╭──
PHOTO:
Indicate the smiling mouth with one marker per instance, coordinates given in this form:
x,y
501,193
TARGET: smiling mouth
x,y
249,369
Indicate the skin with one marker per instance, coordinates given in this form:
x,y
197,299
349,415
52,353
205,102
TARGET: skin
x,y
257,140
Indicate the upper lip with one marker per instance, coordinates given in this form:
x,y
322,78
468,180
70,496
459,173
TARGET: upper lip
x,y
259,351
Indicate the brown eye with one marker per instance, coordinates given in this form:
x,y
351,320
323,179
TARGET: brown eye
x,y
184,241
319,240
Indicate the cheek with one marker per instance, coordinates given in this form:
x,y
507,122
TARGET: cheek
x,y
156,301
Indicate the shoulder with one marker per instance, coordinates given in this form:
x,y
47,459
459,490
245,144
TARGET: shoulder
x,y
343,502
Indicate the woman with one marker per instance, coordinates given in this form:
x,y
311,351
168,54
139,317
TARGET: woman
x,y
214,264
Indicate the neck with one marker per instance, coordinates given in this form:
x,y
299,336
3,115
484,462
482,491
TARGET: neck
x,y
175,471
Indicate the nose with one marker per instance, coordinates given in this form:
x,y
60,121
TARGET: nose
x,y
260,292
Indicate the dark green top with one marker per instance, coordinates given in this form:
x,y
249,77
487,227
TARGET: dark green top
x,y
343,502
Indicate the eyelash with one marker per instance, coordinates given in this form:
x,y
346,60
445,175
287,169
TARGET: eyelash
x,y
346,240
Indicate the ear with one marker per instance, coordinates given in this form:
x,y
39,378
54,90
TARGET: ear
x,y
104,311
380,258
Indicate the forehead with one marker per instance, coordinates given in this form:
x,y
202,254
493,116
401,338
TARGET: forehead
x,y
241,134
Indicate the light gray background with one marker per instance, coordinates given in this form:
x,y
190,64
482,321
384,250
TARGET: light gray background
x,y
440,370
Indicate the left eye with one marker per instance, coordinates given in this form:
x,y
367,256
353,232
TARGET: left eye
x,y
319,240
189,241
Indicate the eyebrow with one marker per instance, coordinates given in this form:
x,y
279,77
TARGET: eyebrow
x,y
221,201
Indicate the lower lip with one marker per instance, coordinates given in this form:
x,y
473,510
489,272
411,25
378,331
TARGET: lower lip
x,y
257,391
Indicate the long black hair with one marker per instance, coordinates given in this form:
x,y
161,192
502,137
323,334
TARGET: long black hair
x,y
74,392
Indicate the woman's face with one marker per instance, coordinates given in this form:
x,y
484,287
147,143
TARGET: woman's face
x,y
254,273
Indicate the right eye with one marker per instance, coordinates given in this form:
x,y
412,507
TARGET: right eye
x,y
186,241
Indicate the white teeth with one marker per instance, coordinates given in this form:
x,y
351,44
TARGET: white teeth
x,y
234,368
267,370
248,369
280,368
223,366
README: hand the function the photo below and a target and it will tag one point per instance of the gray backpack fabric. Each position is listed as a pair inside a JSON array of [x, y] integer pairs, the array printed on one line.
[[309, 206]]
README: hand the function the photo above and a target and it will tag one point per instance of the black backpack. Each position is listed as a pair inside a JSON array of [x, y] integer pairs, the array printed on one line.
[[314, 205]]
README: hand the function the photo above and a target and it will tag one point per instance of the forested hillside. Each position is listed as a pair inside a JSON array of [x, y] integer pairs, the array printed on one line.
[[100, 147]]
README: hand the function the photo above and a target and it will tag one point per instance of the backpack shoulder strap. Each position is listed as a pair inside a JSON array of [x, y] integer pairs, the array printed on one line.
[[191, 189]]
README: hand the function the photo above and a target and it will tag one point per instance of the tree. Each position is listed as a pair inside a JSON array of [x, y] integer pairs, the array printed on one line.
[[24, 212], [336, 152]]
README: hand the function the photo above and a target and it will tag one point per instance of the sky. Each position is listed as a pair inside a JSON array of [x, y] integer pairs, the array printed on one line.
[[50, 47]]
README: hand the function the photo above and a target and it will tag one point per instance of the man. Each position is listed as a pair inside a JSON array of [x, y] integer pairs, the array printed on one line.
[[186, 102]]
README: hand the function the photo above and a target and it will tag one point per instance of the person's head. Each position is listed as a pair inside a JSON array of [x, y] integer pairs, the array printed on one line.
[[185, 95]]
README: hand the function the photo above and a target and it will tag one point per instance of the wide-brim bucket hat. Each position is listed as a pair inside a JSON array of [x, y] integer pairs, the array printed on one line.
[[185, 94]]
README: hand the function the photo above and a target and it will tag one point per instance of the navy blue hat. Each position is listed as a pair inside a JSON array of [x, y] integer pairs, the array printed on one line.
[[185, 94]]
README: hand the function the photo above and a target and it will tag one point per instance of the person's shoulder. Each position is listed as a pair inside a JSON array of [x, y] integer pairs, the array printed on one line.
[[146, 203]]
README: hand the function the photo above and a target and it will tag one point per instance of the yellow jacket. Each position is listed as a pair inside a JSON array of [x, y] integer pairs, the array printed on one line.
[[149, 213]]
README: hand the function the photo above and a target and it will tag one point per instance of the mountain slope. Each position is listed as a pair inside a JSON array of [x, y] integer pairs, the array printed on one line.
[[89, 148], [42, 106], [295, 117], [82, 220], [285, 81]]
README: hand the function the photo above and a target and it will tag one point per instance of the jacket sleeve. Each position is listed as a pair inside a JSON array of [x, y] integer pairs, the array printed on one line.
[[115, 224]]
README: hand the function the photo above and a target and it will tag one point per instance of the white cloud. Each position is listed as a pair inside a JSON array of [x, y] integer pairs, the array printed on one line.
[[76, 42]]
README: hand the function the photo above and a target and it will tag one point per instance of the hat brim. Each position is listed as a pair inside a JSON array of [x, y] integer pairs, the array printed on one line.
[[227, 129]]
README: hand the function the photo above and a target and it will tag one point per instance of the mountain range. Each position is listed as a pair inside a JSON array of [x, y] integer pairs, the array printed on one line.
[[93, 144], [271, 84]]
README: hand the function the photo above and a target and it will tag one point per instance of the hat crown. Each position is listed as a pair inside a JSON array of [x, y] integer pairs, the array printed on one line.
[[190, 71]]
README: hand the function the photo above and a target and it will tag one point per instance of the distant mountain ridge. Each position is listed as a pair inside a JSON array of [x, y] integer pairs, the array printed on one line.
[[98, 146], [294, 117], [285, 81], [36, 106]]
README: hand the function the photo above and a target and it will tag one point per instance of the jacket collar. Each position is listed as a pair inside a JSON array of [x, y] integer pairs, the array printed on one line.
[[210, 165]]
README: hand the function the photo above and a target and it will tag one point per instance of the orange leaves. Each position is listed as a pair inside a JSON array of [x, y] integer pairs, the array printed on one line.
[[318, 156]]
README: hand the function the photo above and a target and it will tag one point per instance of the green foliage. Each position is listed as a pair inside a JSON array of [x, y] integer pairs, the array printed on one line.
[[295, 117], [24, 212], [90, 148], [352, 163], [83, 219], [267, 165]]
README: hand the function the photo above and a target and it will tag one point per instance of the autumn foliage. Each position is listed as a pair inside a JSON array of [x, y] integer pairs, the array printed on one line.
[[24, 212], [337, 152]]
╰──
■ What the task asks ■
For each record above, output it exactly as written.

■ Output for this task ■
PHOTO:
Indicate the smiling mouth with one marker per instance, coordinates given in this form:
x,y
501,193
TARGET: smiling mouth
x,y
249,369
Indicate the skin with one marker per instance, coordinates given in this form:
x,y
197,299
349,415
52,353
205,102
TARGET: skin
x,y
257,140
Indicate the upper lip with one marker per instance, coordinates given in this form:
x,y
322,78
468,180
70,496
459,173
TARGET: upper lip
x,y
259,351
Indicate the brown eye with one marker per instance, coordinates given in this form:
x,y
351,320
323,179
TARGET: brown eye
x,y
184,241
319,240
Indicate the cheek with one marker per instance, coordinates given in this form:
x,y
507,122
TARGET: cheek
x,y
156,301
Indicate the shoulder with one marker per instance, coordinates given in this form:
x,y
47,459
459,490
245,144
TARGET: shoulder
x,y
343,502
Indicate the woman with one marker per instance, coordinates given in this form:
x,y
311,351
168,54
139,317
TARGET: woman
x,y
214,264
Indicate the neck with one marker per instance, coordinates given in this form:
x,y
299,336
3,115
484,462
482,491
TARGET: neck
x,y
175,471
Indicate the nose with one marker per instance, coordinates given in this form:
x,y
60,121
TARGET: nose
x,y
260,292
Indicate the dark green top with one marker per instance, coordinates given in this form:
x,y
249,77
487,227
TARGET: dark green top
x,y
343,502
Indicate the eyelash with one marker per instance, coordinates given in this form:
x,y
346,60
445,175
287,169
TARGET: eyelash
x,y
346,240
Indicate the ear with one marker per instance, coordinates given in this form:
x,y
39,378
54,90
TARGET: ear
x,y
104,311
380,258
Indicate the forehead with one marker per instance, coordinates given in this form:
x,y
202,254
493,116
401,338
TARGET: forehead
x,y
241,134
Indicate the light gray background with one marker per instance, coordinates given in this form:
x,y
190,64
482,321
384,250
TARGET: light gray background
x,y
440,370
Indicate the left eye with one marker per instance, coordinates given in this form:
x,y
367,256
353,232
TARGET: left eye
x,y
319,240
189,241
Indicate the eyebrow with one marker per instance, coordinates given in this form:
x,y
279,77
TARGET: eyebrow
x,y
221,201
Indicate the lower lip with one marker per instance, coordinates given in this form:
x,y
473,510
489,272
411,25
378,331
TARGET: lower lip
x,y
257,391
Indicate the long black hair with one marker per instance, coordinates given in this form:
x,y
161,192
502,137
323,334
TARGET: long black hair
x,y
74,392
Indicate the woman's face with one marker per instance, coordinates given in this form:
x,y
484,287
147,143
TARGET: woman's face
x,y
254,273
Indicate the right eye with one marker per instance, coordinates given in this form:
x,y
412,507
TARGET: right eye
x,y
186,241
Indicate the white teeth with one marker per instance, coordinates given in this form:
x,y
351,44
TARGET: white teeth
x,y
234,368
267,370
248,369
280,368
223,366
README: hand the function the photo below and a target and it will tag one point per instance of the gray backpack fabric. Each position is listed as a pair inside a JSON array of [x, y] integer pairs, the array printed on one line.
[[309, 206]]
README: hand the function the photo above and a target and it will tag one point per instance of the black backpack. Each position is listed as a pair inside a JSON array of [x, y] integer pairs, the array printed on one line.
[[314, 205]]
README: hand the function the photo above and a target and it will tag one point per instance of the forested hillside. Each position is listed as a pair inside a JSON array of [x, y] integer pairs, the array printed on one line.
[[100, 147]]
README: hand the function the photo above and a target and it will tag one point per instance of the backpack shoulder strap. Each position is listed as a pair inside a JSON array of [x, y] integer pairs, the array printed on one line.
[[191, 189]]
README: hand the function the photo above and a target and it will tag one point per instance of the tree. Each position is listed as a pair inside a JSON array of [x, y] integer pairs, the array printed on one line.
[[24, 212], [336, 152]]
README: hand the function the photo above and a target and it will tag one point per instance of the sky. Each position is listed as a pair inside a JSON array of [x, y] integer pairs, the array printed on one line.
[[50, 47]]
README: hand the function the photo above and a target and it will tag one point per instance of the man. Each position is listed as a pair inside a JSON array of [x, y] integer pairs, the array printed on one line.
[[186, 102]]
README: hand the function the photo above and a target and it will tag one point per instance of the person's head. Each position is listed as a pair inside a JSON array of [x, y] integer pairs, the array printed on one line.
[[185, 95]]
README: hand the function the photo above and a target and it will tag one point per instance of the wide-brim bucket hat. Each position is listed as a pair inside a JSON array of [x, y] integer pairs, the array printed on one line.
[[185, 94]]
README: hand the function the photo above and a target and it will tag one point per instance of the navy blue hat. Each position is listed as a pair inside a JSON array of [x, y] integer pairs, the array printed on one line.
[[185, 94]]
README: hand the function the photo above and a target and it will tag one point per instance of the person's shoulder. Each position is listed as a pair inside a JSON array of [x, y] integer pairs, the array printed on one line.
[[146, 203]]
README: hand the function the photo above and a target and it will tag one point per instance of the yellow jacket. Each position is listed as a pair inside a JSON array of [x, y] integer pairs, the array printed on one line.
[[149, 213]]
README: hand the function the photo above and a target and it will tag one point per instance of the mountain slope. Each position is listed as a pair inside a JSON array of [x, y] integer pairs, the array printed on one line.
[[89, 148], [42, 106], [295, 117], [82, 220], [285, 81]]
README: hand the function the photo above and a target and it will tag one point per instance of the jacket sleeve. Each position is listed as a pair inside a JSON array of [x, y] integer pairs, the array printed on one line.
[[115, 224]]
README: hand the function the photo above and a target and it will tag one point per instance of the white cloud. Each position is listed as a pair inside a JSON array of [x, y] integer pairs, the array printed on one line.
[[76, 42]]
README: hand the function the photo above and a target and it will tag one point per instance of the hat brim. Each position is listed as a pair inside a JSON array of [x, y] integer pairs, the array printed on one line.
[[227, 129]]
README: hand the function the photo above and a target and it will tag one point per instance of the mountain range. Each position is listed as a pair inside a JSON array of [x, y] integer pairs, the array printed on one line.
[[93, 144], [271, 84]]
README: hand the function the photo above and a target and it will tag one point per instance of the hat crown. Each position is listed as a pair inside a JSON array of [x, y] integer pairs, the array printed on one line.
[[190, 71]]
README: hand the function the photo above and a target and it will tag one point per instance of the distant mountain ridge. Each position is listed as a pair inside a JSON array of [x, y] integer pairs, the array printed on one line.
[[98, 146], [294, 117], [285, 81], [36, 106]]
README: hand the function the photo above and a target and it will tag one point per instance of the jacket collar. Each position is listed as a pair inside a JSON array of [x, y] integer pairs, the array printed on one line.
[[210, 165]]
README: hand the function the photo above and a target and it will tag one point per instance of the orange leaves. Each position is listed as a pair inside a JSON array of [x, y] integer pairs, the array printed on one line.
[[318, 156]]
README: hand the function the photo above and a target and it will tag one point per instance of the green foliage. Each position is listed as a pair inside a JSON array of [x, y] integer pairs, the array printed on one line.
[[295, 117], [24, 212], [90, 148], [352, 163], [83, 219], [267, 165]]
README: hand the function the photo above and a target and it will tag one point per instance of the autumn foliage. Each position is listed as a pair inside a JSON array of [x, y] integer pairs, the array printed on one line.
[[24, 212], [337, 152]]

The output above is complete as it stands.